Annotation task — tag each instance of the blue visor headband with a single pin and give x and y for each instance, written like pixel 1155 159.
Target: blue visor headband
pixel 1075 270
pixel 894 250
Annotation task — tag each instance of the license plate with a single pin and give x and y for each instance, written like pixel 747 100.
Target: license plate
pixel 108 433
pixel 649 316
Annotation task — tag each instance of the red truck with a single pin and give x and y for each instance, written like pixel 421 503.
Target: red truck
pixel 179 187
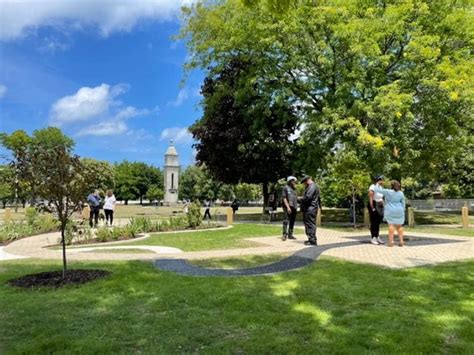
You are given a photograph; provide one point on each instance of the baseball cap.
(306, 177)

::::

__Exercise goal__: Please set down the lines from the one with "Target: blue visor headband" to the end of the entries above, exactly as they are, and drop every picture.

__Answer for this exercise__:
Target: blue visor headband
pixel 1075 270
pixel 894 250
Annotation task — tag each instance of the license plate with a single pin and give x and y for each instance, written like pixel 747 100.
Target: license plate
pixel 108 433
pixel 649 316
Annotation task — tag each instance of the red truck with a single pin and give x and y for each instance, written like pixel 421 503.
Target: red truck
pixel 179 187
You are given a photograph; provide one point on each instance of the baseball cap.
(306, 177)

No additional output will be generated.